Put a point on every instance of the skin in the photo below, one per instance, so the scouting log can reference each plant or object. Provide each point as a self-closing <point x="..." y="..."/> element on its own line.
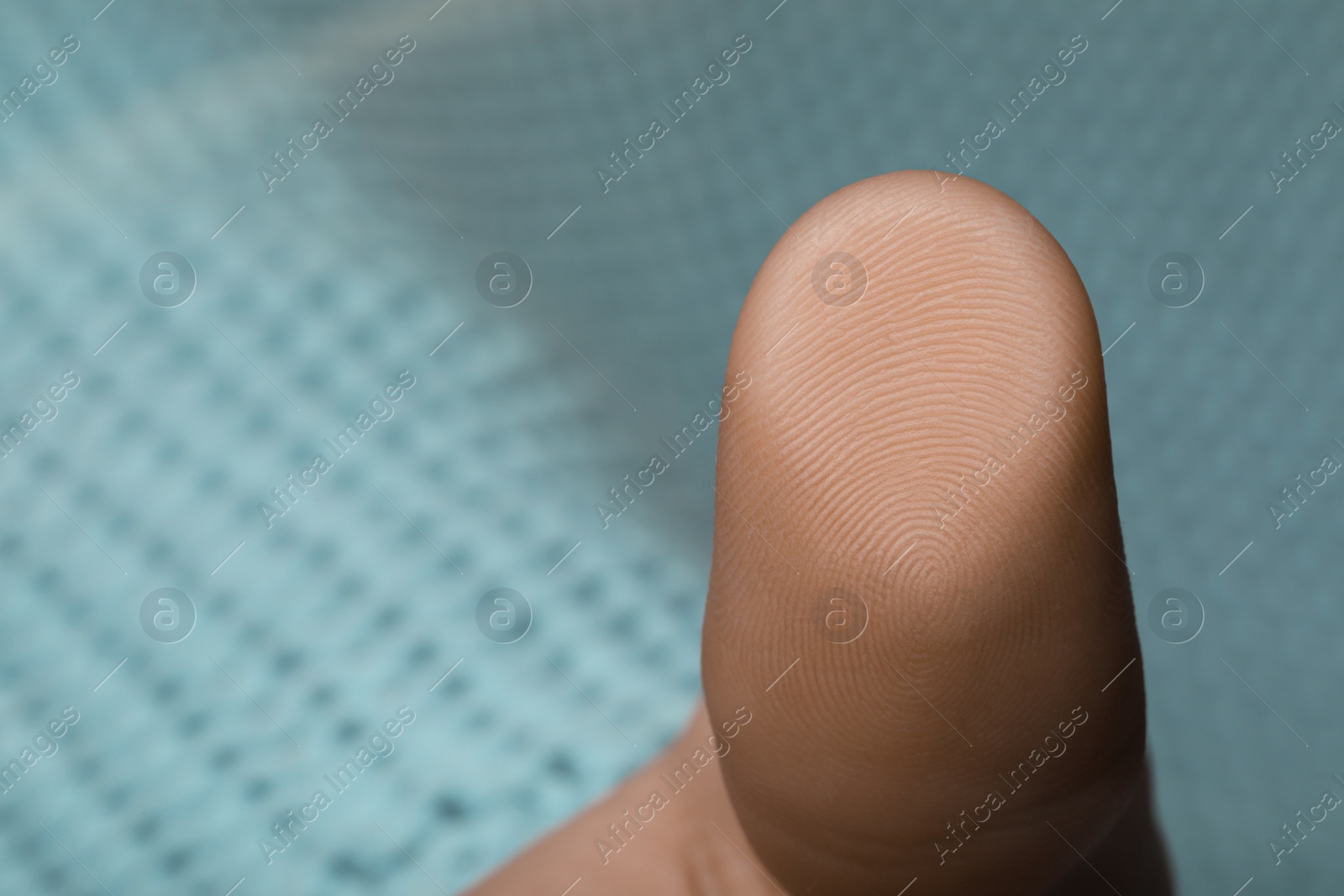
<point x="936" y="696"/>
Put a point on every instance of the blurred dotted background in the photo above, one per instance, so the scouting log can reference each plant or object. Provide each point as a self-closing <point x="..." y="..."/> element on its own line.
<point x="315" y="296"/>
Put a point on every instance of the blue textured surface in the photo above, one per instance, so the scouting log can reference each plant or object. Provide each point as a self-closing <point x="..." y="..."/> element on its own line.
<point x="319" y="293"/>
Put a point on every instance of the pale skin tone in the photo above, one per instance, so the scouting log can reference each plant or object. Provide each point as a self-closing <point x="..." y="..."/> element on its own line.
<point x="985" y="731"/>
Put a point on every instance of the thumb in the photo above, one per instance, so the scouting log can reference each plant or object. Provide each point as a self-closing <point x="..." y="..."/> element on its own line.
<point x="918" y="584"/>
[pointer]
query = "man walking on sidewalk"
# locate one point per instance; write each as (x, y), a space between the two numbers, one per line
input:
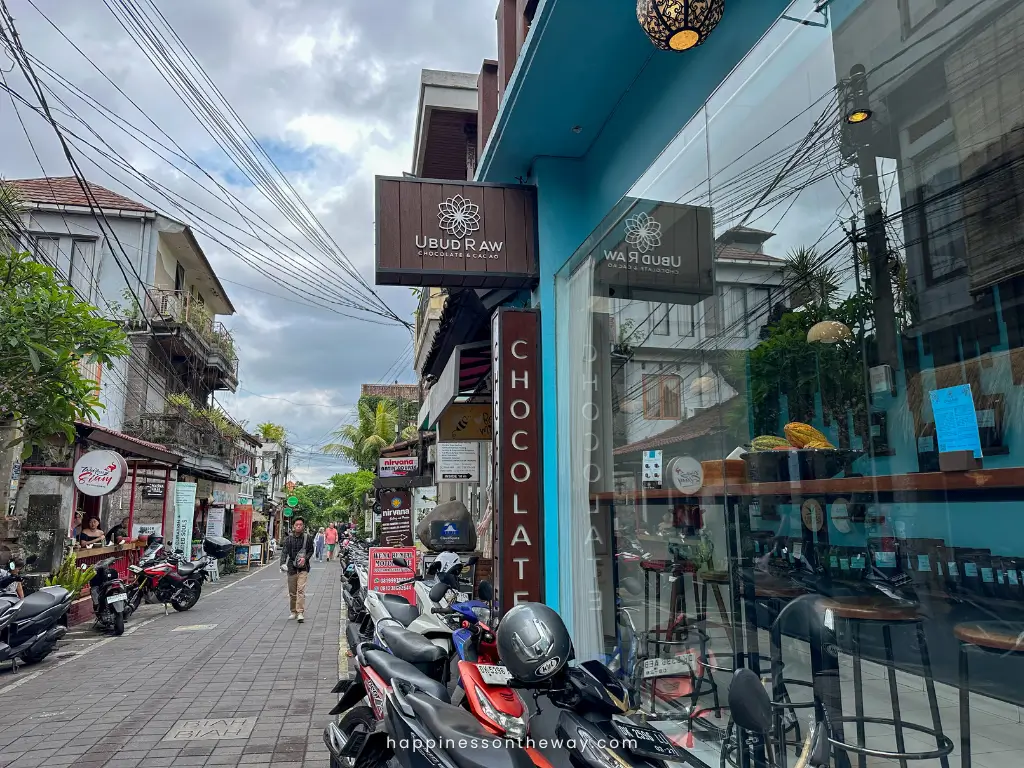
(296, 553)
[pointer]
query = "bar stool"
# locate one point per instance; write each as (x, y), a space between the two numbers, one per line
(983, 637)
(861, 611)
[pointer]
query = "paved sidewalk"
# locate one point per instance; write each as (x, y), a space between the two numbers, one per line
(235, 659)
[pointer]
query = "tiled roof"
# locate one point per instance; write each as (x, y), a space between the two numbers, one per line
(409, 392)
(66, 190)
(728, 252)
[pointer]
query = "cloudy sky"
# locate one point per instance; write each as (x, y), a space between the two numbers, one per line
(329, 87)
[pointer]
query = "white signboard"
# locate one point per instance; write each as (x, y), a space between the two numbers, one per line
(215, 521)
(99, 472)
(397, 466)
(652, 467)
(184, 512)
(458, 462)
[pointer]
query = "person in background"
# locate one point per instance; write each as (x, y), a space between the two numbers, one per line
(296, 552)
(331, 539)
(318, 545)
(16, 563)
(92, 535)
(119, 531)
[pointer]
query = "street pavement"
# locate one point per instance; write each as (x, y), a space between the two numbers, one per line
(258, 685)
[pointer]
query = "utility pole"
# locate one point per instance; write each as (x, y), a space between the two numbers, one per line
(858, 118)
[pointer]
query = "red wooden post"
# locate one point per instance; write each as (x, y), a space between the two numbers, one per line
(131, 502)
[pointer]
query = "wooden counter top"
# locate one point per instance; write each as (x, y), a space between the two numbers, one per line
(935, 481)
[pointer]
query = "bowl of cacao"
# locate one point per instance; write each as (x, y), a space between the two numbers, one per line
(786, 465)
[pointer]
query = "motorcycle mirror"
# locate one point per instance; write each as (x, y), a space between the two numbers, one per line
(438, 591)
(749, 702)
(485, 591)
(334, 739)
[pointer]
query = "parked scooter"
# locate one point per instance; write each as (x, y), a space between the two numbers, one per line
(110, 598)
(34, 625)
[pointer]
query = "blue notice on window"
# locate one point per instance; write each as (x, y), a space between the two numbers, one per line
(955, 420)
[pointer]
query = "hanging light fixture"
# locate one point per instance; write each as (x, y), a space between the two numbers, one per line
(828, 332)
(679, 25)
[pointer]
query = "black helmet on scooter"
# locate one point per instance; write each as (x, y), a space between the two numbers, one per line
(532, 642)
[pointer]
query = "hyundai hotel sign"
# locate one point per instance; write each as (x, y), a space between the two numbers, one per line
(455, 235)
(397, 466)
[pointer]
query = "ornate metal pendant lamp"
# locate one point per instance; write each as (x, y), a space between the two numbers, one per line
(679, 25)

» What the task requires: What is the number of lines in the entries above that include the word "scooter"? Answer with that number alone.

» Written solution: 2